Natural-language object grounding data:
- - -

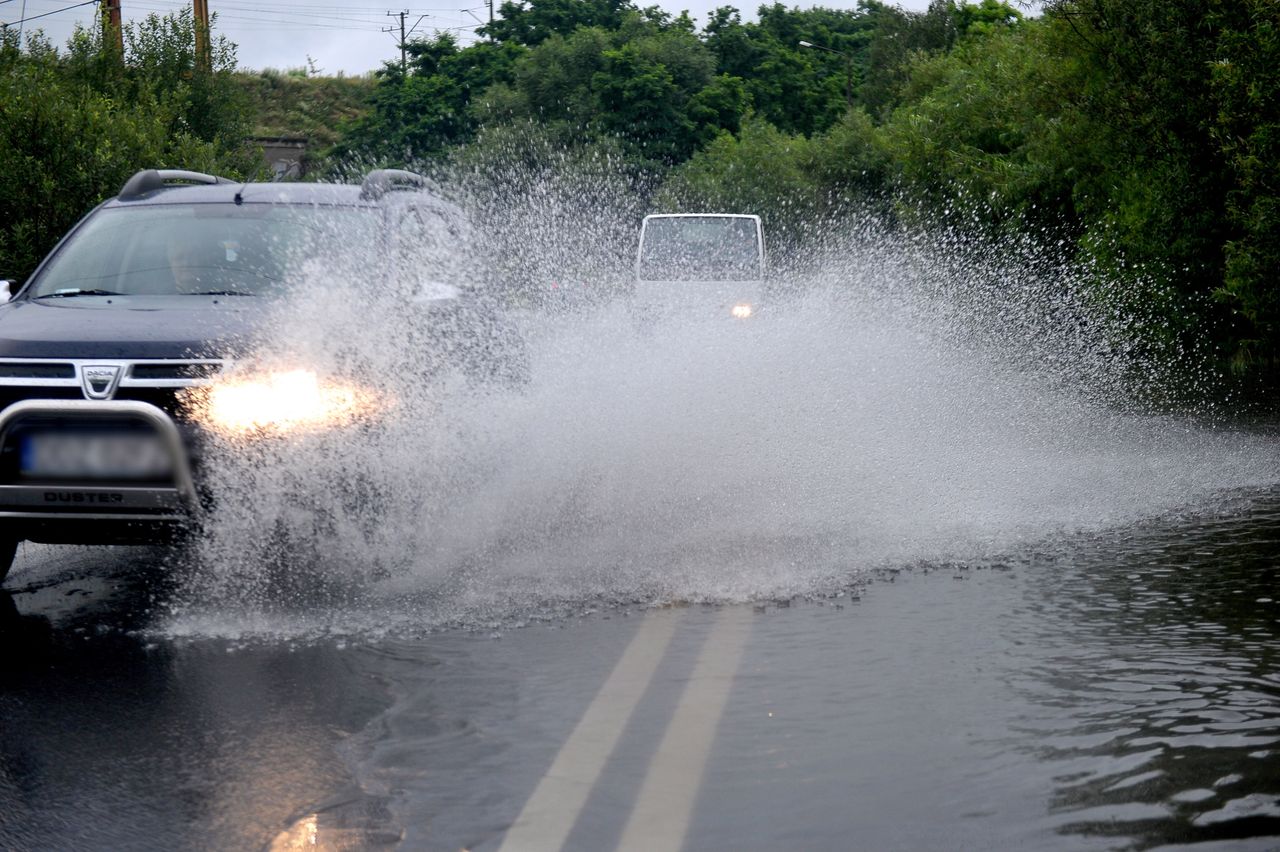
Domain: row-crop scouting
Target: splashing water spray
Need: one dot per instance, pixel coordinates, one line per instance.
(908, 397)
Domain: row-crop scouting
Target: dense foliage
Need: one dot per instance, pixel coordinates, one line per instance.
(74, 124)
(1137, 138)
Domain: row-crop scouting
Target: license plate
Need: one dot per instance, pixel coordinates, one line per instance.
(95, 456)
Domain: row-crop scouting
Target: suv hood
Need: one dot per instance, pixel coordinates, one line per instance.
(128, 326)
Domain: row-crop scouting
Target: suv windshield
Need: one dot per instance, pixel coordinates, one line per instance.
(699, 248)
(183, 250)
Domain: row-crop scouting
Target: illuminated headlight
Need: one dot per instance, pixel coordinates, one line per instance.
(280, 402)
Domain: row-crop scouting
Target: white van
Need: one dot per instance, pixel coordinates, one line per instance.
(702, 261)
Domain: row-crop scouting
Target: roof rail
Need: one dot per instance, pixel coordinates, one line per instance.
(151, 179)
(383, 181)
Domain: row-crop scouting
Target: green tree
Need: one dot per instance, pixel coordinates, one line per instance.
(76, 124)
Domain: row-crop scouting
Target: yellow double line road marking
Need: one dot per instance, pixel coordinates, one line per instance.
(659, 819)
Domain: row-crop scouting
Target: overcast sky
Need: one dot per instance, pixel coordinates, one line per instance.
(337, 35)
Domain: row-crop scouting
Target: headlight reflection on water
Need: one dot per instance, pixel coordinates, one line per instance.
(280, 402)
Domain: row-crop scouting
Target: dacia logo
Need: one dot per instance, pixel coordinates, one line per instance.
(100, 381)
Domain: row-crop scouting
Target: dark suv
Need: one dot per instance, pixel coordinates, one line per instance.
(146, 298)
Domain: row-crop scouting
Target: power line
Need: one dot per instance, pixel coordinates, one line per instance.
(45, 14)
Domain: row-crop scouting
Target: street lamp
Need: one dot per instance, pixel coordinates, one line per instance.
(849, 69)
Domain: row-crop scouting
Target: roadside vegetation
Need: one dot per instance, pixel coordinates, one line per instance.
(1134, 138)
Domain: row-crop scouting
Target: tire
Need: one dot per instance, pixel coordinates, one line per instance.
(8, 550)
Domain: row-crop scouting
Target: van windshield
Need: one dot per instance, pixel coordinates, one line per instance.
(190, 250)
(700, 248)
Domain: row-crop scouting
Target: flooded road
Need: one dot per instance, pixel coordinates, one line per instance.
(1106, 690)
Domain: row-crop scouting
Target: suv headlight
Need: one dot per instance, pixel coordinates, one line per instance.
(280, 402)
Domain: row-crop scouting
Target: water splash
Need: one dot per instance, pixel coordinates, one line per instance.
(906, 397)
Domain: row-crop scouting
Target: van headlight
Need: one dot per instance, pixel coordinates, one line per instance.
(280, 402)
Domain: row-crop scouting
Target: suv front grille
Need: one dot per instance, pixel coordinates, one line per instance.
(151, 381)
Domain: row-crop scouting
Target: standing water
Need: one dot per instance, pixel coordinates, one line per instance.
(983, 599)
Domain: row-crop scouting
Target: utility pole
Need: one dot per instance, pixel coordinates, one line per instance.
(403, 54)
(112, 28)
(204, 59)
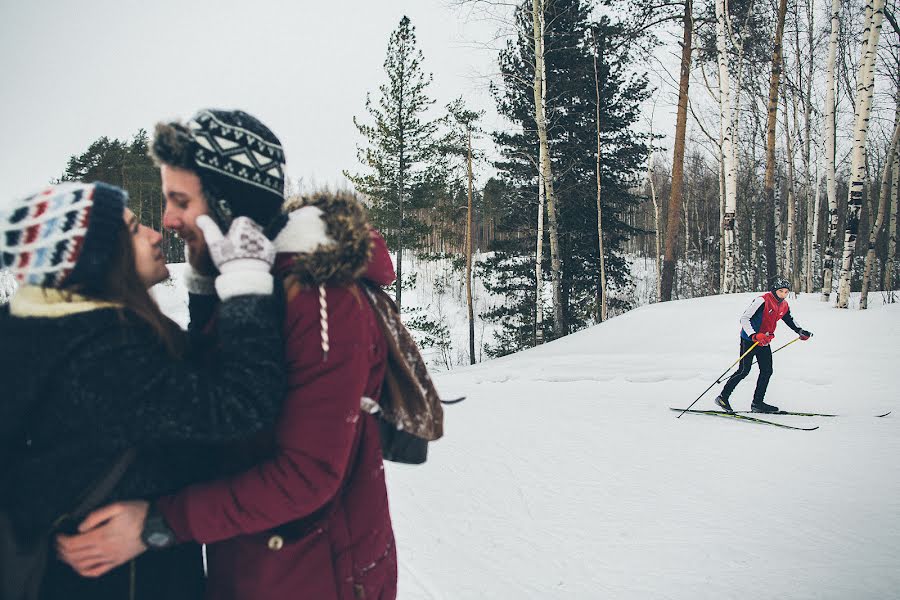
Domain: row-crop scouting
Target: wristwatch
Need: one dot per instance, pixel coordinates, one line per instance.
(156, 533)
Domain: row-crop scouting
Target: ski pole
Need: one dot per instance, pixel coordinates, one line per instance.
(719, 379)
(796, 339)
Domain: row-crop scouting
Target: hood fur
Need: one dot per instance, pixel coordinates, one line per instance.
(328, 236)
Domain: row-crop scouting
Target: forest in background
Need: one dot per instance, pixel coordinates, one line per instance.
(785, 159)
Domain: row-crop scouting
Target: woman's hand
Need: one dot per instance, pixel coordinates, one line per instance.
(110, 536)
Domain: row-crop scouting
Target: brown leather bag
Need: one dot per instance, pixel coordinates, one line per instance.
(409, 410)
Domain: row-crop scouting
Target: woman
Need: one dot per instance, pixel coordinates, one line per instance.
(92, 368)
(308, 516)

- - -

### Exercise requirements:
Word for word, repeat the lines above from the one with "Target: suv front grille" through the one with "Target: wristwatch", and nothing beyond them. Omit the pictures.

### Response:
Target: suv front grille
Need: one dot per instance, pixel coordinates, one line per instance.
(151, 381)
Domain: row-crop scouting
Target: standing water
Need: one dot per instance, pixel coordinates, one line per instance.
(983, 599)
Domain: row-crop scouting
Target: utility pole
Need: one dot per instance, pixel coordinates, one line per instance.
(403, 54)
(112, 28)
(204, 59)
Domain: row-crop scouting
Target: wristwatch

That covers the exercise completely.